--- BEGIN Listed entries ---

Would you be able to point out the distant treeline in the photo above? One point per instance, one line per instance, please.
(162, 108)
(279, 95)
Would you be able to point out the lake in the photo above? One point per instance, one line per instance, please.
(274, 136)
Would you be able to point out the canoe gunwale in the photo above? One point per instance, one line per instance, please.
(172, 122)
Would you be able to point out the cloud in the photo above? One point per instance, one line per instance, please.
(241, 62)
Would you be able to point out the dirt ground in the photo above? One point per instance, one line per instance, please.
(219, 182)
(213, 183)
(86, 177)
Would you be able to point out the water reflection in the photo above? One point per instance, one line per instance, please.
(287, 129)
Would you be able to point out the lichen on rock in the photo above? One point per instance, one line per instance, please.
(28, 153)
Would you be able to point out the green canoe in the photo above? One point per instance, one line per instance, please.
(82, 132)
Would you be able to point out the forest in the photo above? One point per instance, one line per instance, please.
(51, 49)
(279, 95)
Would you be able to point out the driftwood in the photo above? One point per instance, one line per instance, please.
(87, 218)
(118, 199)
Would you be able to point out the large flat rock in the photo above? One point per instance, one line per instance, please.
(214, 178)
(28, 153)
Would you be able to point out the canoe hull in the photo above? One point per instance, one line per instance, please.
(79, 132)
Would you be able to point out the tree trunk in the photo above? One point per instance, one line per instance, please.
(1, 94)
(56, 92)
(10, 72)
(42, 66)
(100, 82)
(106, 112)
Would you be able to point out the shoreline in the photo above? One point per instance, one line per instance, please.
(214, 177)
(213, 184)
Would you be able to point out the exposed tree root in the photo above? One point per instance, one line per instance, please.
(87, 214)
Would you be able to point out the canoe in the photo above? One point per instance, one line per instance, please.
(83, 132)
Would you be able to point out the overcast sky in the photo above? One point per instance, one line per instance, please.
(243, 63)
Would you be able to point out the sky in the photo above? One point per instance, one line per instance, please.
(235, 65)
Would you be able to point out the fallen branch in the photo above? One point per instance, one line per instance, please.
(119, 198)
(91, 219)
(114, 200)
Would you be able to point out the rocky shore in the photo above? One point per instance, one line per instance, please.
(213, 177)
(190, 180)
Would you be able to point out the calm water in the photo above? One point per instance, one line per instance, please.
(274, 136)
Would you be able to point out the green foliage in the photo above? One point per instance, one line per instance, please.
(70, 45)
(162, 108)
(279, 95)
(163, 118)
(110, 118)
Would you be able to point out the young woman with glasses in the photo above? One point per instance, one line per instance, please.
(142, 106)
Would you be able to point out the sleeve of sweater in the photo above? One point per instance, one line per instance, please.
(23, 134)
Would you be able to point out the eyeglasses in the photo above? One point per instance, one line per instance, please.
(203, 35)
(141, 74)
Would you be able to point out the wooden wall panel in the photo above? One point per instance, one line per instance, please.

--- END Listed entries ---

What needs to be done =
Reproduce word for word the stretch from the line containing "Would you be able to point out the calm" through the end of the entries.

Answer below =
Would you be able to point out the calm water in the photo above? One point per instance, one line per instance, please.
(274, 136)
Would you be able to point out the green foliage in the photo above? One point per instance, one line per instance, please.
(70, 45)
(162, 108)
(279, 95)
(163, 118)
(110, 118)
Would you be able to point out the young woman with glasses in the photo above? One point per instance, one line per instance, please.
(142, 106)
Would you be able to point out the sleeve of sweater in the photo above? One point per instance, one line per instance, please.
(23, 134)
Would you be able to point out the eyeglasses in the photo above? One point per instance, one line per instance, please.
(203, 35)
(141, 74)
Would you be able to point out the wooden wall panel in the photo above? One point per instance, one line per instance, please.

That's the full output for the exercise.